-- Dataset extract follows --
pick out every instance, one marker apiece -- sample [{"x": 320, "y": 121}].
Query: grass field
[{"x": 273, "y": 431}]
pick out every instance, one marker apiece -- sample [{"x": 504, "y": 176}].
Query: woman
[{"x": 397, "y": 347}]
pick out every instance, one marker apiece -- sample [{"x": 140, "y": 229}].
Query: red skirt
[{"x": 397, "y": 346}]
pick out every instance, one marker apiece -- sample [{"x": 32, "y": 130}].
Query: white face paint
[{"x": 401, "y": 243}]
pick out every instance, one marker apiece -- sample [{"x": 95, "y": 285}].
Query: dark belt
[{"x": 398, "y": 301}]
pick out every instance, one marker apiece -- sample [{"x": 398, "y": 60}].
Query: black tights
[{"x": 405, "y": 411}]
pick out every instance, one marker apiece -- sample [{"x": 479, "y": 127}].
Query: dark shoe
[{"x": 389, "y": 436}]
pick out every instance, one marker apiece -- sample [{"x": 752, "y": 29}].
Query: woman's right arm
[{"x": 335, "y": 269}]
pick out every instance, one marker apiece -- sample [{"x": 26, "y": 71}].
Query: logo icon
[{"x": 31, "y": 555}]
-- Dataset extract concluded --
Try it: Your answer should be the line with "Query: woman's right arm" and all lines after it in the listing above, repeated exactly. No other lines belong.

Answer for this exercise:
Query: woman's right arm
[{"x": 335, "y": 269}]
pick out every instance, one marker apiece -- sample [{"x": 26, "y": 71}].
Query: logo icon
[{"x": 31, "y": 555}]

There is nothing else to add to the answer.